### [What the exercise asks]
What do the lines from the one containing "Trace the outline of every instance of the straw" through the end of the entries say? Quote them exactly, and only them.

┏━━

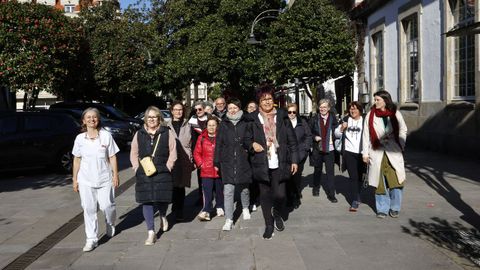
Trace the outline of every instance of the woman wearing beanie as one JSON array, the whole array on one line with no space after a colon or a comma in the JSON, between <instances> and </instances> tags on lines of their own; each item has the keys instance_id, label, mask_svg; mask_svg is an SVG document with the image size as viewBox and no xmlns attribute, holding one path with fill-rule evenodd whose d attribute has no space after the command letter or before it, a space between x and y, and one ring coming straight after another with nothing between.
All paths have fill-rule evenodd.
<instances>
[{"instance_id":1,"label":"woman wearing beanie","mask_svg":"<svg viewBox=\"0 0 480 270\"><path fill-rule=\"evenodd\" d=\"M250 219L250 194L248 186L252 182L252 171L248 162L248 146L244 144L247 122L238 99L227 102L226 117L220 123L215 148L215 166L223 179L225 205L224 231L233 227L235 191L240 191L243 219Z\"/></svg>"}]
</instances>

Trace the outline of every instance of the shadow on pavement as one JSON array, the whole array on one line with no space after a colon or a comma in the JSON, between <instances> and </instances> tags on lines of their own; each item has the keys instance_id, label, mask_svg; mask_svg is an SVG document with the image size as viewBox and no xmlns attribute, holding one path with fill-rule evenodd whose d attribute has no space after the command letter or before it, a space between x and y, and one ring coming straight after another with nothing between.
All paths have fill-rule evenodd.
<instances>
[{"instance_id":1,"label":"shadow on pavement","mask_svg":"<svg viewBox=\"0 0 480 270\"><path fill-rule=\"evenodd\" d=\"M452 166L446 166L452 167ZM442 167L443 168L443 167ZM424 166L421 164L406 164L406 169L417 175L418 178L423 180L430 188L435 190L440 196L460 211L463 215L461 218L475 227L480 229L480 215L475 210L463 201L461 195L452 185L445 179L445 172L440 169L436 169L430 166Z\"/></svg>"},{"instance_id":2,"label":"shadow on pavement","mask_svg":"<svg viewBox=\"0 0 480 270\"><path fill-rule=\"evenodd\" d=\"M117 154L118 170L131 167L130 153ZM0 193L13 192L24 189L42 189L46 187L61 187L72 184L72 174L58 173L53 168L28 168L0 173Z\"/></svg>"},{"instance_id":3,"label":"shadow on pavement","mask_svg":"<svg viewBox=\"0 0 480 270\"><path fill-rule=\"evenodd\" d=\"M433 217L431 223L416 222L410 219L411 228L402 226L403 232L427 240L441 248L455 252L458 256L480 266L480 233L474 228L466 228L458 222ZM475 266L473 266L475 267Z\"/></svg>"}]
</instances>

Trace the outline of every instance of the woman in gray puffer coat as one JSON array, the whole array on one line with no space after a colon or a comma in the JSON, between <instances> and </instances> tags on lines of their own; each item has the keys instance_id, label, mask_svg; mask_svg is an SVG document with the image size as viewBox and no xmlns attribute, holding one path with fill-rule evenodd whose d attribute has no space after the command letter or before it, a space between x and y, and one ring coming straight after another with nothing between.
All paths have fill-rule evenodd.
<instances>
[{"instance_id":1,"label":"woman in gray puffer coat","mask_svg":"<svg viewBox=\"0 0 480 270\"><path fill-rule=\"evenodd\" d=\"M240 190L243 219L250 219L248 186L252 182L252 170L248 161L248 146L244 144L247 122L241 108L238 99L231 99L227 102L226 117L220 123L217 133L214 162L216 168L220 170L224 183L226 217L224 231L229 231L233 227L235 190Z\"/></svg>"},{"instance_id":2,"label":"woman in gray puffer coat","mask_svg":"<svg viewBox=\"0 0 480 270\"><path fill-rule=\"evenodd\" d=\"M158 209L163 231L168 230L166 211L172 201L173 182L171 171L177 159L175 135L164 125L161 111L150 106L145 111L145 125L132 139L130 162L135 171L135 199L142 204L148 236L145 245L156 241L154 229L155 208ZM153 156L156 172L147 176L139 160Z\"/></svg>"}]
</instances>

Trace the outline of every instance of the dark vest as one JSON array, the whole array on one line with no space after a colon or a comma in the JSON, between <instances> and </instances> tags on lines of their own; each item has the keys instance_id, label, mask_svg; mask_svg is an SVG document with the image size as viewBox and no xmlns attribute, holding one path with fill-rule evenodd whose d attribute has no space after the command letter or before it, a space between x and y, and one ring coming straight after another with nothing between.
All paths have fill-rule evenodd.
<instances>
[{"instance_id":1,"label":"dark vest","mask_svg":"<svg viewBox=\"0 0 480 270\"><path fill-rule=\"evenodd\" d=\"M155 151L155 157L153 158L153 163L157 168L157 172L169 172L167 168L167 160L170 154L168 145L168 130L168 127L161 126L157 133L155 133L153 139L143 128L138 132L138 157L140 159L152 155L158 136L160 136L160 141L158 142L157 150Z\"/></svg>"}]
</instances>

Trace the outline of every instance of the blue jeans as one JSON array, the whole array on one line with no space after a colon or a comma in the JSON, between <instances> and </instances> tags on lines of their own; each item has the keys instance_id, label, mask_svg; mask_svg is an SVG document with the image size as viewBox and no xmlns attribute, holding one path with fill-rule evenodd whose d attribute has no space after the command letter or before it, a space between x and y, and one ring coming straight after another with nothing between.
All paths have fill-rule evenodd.
<instances>
[{"instance_id":1,"label":"blue jeans","mask_svg":"<svg viewBox=\"0 0 480 270\"><path fill-rule=\"evenodd\" d=\"M385 185L385 194L375 194L375 205L377 213L388 214L389 210L399 211L402 207L403 188L390 189L383 177L383 184Z\"/></svg>"},{"instance_id":2,"label":"blue jeans","mask_svg":"<svg viewBox=\"0 0 480 270\"><path fill-rule=\"evenodd\" d=\"M223 209L223 182L221 178L202 178L203 188L203 209L202 211L211 212L213 205L213 187L215 186L215 208Z\"/></svg>"}]
</instances>

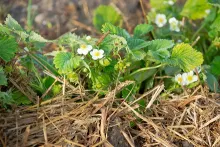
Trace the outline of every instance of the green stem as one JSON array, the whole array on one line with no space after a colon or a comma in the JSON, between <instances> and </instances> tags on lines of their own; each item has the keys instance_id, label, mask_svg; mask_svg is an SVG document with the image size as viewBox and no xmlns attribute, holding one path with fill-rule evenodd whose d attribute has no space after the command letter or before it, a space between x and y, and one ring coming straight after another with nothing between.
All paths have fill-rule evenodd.
<instances>
[{"instance_id":1,"label":"green stem","mask_svg":"<svg viewBox=\"0 0 220 147\"><path fill-rule=\"evenodd\" d=\"M32 27L31 9L32 9L32 0L28 0L28 7L27 7L27 26L28 26L28 29L29 29L29 30L31 30L31 27Z\"/></svg>"},{"instance_id":2,"label":"green stem","mask_svg":"<svg viewBox=\"0 0 220 147\"><path fill-rule=\"evenodd\" d=\"M150 69L159 68L159 67L162 67L162 66L164 66L164 65L165 65L165 64L160 64L160 65L153 66L153 67L145 67L145 68L141 68L141 69L138 69L138 70L132 72L129 76L133 76L133 75L135 75L136 73L141 72L141 71L145 71L145 70L150 70Z\"/></svg>"},{"instance_id":3,"label":"green stem","mask_svg":"<svg viewBox=\"0 0 220 147\"><path fill-rule=\"evenodd\" d=\"M197 37L197 35L201 32L201 30L206 26L206 22L205 23L203 23L200 27L199 27L199 29L194 33L194 35L193 35L193 37L192 37L192 41L194 41L195 40L195 38Z\"/></svg>"}]
</instances>

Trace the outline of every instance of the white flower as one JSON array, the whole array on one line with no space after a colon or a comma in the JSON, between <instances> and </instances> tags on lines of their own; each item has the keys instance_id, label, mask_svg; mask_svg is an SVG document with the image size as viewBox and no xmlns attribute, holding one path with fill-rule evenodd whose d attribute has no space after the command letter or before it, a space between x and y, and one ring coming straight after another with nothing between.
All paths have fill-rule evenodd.
<instances>
[{"instance_id":1,"label":"white flower","mask_svg":"<svg viewBox=\"0 0 220 147\"><path fill-rule=\"evenodd\" d=\"M151 11L152 11L152 12L156 12L156 9L155 9L155 8L151 8Z\"/></svg>"},{"instance_id":2,"label":"white flower","mask_svg":"<svg viewBox=\"0 0 220 147\"><path fill-rule=\"evenodd\" d=\"M175 81L180 85L186 85L186 81L181 74L175 76Z\"/></svg>"},{"instance_id":3,"label":"white flower","mask_svg":"<svg viewBox=\"0 0 220 147\"><path fill-rule=\"evenodd\" d=\"M104 51L103 50L97 50L97 49L93 49L90 52L92 59L93 60L97 60L97 59L101 59L104 56Z\"/></svg>"},{"instance_id":4,"label":"white flower","mask_svg":"<svg viewBox=\"0 0 220 147\"><path fill-rule=\"evenodd\" d=\"M182 43L183 41L181 39L178 39L177 40L177 43Z\"/></svg>"},{"instance_id":5,"label":"white flower","mask_svg":"<svg viewBox=\"0 0 220 147\"><path fill-rule=\"evenodd\" d=\"M92 39L92 37L91 36L86 36L86 40L91 40Z\"/></svg>"},{"instance_id":6,"label":"white flower","mask_svg":"<svg viewBox=\"0 0 220 147\"><path fill-rule=\"evenodd\" d=\"M89 51L92 50L91 45L82 44L80 48L77 49L77 53L80 55L87 55Z\"/></svg>"},{"instance_id":7,"label":"white flower","mask_svg":"<svg viewBox=\"0 0 220 147\"><path fill-rule=\"evenodd\" d=\"M202 71L202 67L198 66L193 71L196 73L196 70L197 70L198 73L200 73Z\"/></svg>"},{"instance_id":8,"label":"white flower","mask_svg":"<svg viewBox=\"0 0 220 147\"><path fill-rule=\"evenodd\" d=\"M174 4L174 1L168 0L168 1L164 1L163 3L172 6Z\"/></svg>"},{"instance_id":9,"label":"white flower","mask_svg":"<svg viewBox=\"0 0 220 147\"><path fill-rule=\"evenodd\" d=\"M167 3L172 6L174 4L174 1L168 0Z\"/></svg>"},{"instance_id":10,"label":"white flower","mask_svg":"<svg viewBox=\"0 0 220 147\"><path fill-rule=\"evenodd\" d=\"M198 80L198 76L194 75L193 71L190 71L188 73L183 73L182 77L185 80L186 85L191 84Z\"/></svg>"},{"instance_id":11,"label":"white flower","mask_svg":"<svg viewBox=\"0 0 220 147\"><path fill-rule=\"evenodd\" d=\"M179 21L175 17L172 17L169 19L169 24L170 24L171 31L176 31L176 32L180 31Z\"/></svg>"},{"instance_id":12,"label":"white flower","mask_svg":"<svg viewBox=\"0 0 220 147\"><path fill-rule=\"evenodd\" d=\"M205 13L206 13L207 15L208 15L210 12L211 12L210 9L206 9L206 10L205 10Z\"/></svg>"},{"instance_id":13,"label":"white flower","mask_svg":"<svg viewBox=\"0 0 220 147\"><path fill-rule=\"evenodd\" d=\"M155 23L158 27L163 27L167 23L166 15L164 14L157 14Z\"/></svg>"}]
</instances>

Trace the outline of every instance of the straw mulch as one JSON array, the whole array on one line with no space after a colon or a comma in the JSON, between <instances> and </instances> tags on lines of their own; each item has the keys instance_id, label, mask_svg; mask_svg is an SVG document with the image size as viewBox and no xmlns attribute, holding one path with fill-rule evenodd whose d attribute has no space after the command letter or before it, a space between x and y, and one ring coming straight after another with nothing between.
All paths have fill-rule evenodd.
<instances>
[{"instance_id":1,"label":"straw mulch","mask_svg":"<svg viewBox=\"0 0 220 147\"><path fill-rule=\"evenodd\" d=\"M220 146L219 94L199 86L165 99L158 85L133 102L116 98L131 83L118 84L103 98L75 89L40 106L1 112L0 146ZM147 102L144 111L140 99Z\"/></svg>"}]
</instances>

┗━━

### [Response]
Trace the outline of every instance of the straw mulch as one JSON array, the whole array on one line with no space after a colon or a comma in the JSON, between <instances> and </instances> tags on lines of their own; each item has the keys instance_id, label, mask_svg; mask_svg is an SVG document with the image size as viewBox and no xmlns attribute, holding one path with fill-rule evenodd whose d attribute has no space after the command letter or before it, a space between x and y, and one ring coming straight after another with nothing between.
All paths have fill-rule evenodd.
<instances>
[{"instance_id":1,"label":"straw mulch","mask_svg":"<svg viewBox=\"0 0 220 147\"><path fill-rule=\"evenodd\" d=\"M220 146L219 94L199 86L165 99L158 85L133 102L116 98L131 83L118 84L103 98L75 89L40 106L1 112L0 146ZM147 102L144 111L140 99Z\"/></svg>"}]
</instances>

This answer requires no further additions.